-------- Stored records --------

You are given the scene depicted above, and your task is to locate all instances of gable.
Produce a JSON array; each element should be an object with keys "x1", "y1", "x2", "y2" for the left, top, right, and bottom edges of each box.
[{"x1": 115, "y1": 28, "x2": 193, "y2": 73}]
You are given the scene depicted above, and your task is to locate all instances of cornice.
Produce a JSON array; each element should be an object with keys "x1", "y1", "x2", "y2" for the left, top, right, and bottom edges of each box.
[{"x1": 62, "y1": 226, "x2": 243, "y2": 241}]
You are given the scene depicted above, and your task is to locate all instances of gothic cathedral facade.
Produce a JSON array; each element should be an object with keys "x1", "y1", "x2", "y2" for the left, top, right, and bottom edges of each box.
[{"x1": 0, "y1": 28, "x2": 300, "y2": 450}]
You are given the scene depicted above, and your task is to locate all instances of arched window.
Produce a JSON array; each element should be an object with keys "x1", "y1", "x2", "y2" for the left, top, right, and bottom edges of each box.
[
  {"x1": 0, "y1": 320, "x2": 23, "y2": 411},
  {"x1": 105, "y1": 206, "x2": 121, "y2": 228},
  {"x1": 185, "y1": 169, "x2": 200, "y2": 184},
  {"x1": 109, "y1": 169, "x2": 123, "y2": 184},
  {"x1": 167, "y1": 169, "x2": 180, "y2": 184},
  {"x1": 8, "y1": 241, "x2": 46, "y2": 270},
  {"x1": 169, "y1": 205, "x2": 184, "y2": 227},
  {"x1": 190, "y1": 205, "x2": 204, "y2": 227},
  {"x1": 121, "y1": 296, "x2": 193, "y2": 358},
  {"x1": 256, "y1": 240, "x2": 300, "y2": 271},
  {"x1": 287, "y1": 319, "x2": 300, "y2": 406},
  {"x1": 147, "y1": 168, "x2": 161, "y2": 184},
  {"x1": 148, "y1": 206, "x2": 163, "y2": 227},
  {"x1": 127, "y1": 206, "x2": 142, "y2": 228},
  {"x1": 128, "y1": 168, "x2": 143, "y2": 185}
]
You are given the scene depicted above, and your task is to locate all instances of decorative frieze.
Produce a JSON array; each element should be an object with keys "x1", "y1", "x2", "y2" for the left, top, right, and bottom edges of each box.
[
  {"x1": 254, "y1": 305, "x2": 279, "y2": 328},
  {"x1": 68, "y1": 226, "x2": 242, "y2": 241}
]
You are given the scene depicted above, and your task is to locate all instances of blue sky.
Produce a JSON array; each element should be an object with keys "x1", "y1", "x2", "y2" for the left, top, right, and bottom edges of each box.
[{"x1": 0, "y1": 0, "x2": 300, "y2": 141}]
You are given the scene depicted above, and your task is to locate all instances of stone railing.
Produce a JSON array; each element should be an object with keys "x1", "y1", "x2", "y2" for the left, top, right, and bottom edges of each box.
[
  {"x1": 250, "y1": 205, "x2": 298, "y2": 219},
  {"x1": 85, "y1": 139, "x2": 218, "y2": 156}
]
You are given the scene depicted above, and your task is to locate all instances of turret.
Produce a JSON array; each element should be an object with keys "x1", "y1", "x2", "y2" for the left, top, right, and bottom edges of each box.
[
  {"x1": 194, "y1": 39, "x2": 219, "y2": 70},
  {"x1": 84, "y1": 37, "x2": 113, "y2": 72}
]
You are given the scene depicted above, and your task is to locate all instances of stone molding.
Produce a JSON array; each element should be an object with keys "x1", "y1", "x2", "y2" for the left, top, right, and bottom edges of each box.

--------

Quote the listing above word for word, from the line containing "of stone railing." through the final line, both included.

* [Answer to this exercise]:
You are given the scene depicted above, and your task is to locate all instances of stone railing.
Produce a JSON array; each element should be an object with keys "x1", "y1", "x2", "y2" for the left, top, right, and bottom edges of each box.
[
  {"x1": 250, "y1": 205, "x2": 298, "y2": 219},
  {"x1": 85, "y1": 139, "x2": 218, "y2": 156}
]
You are given the scene depicted above, and your task is to locate all instances of turret.
Produce a JSON array; each element should be an object with keys "x1", "y1", "x2", "y2" for the left, top, right, and bottom edges of each box.
[
  {"x1": 194, "y1": 39, "x2": 219, "y2": 70},
  {"x1": 84, "y1": 37, "x2": 113, "y2": 72}
]
You are given the scene depicted above, and your task is to locate all instances of stone molding.
Produce a JSON array; each element should be an object with keys "x1", "y1", "x2", "y2" for the left, top, right, and bottom edges of each box.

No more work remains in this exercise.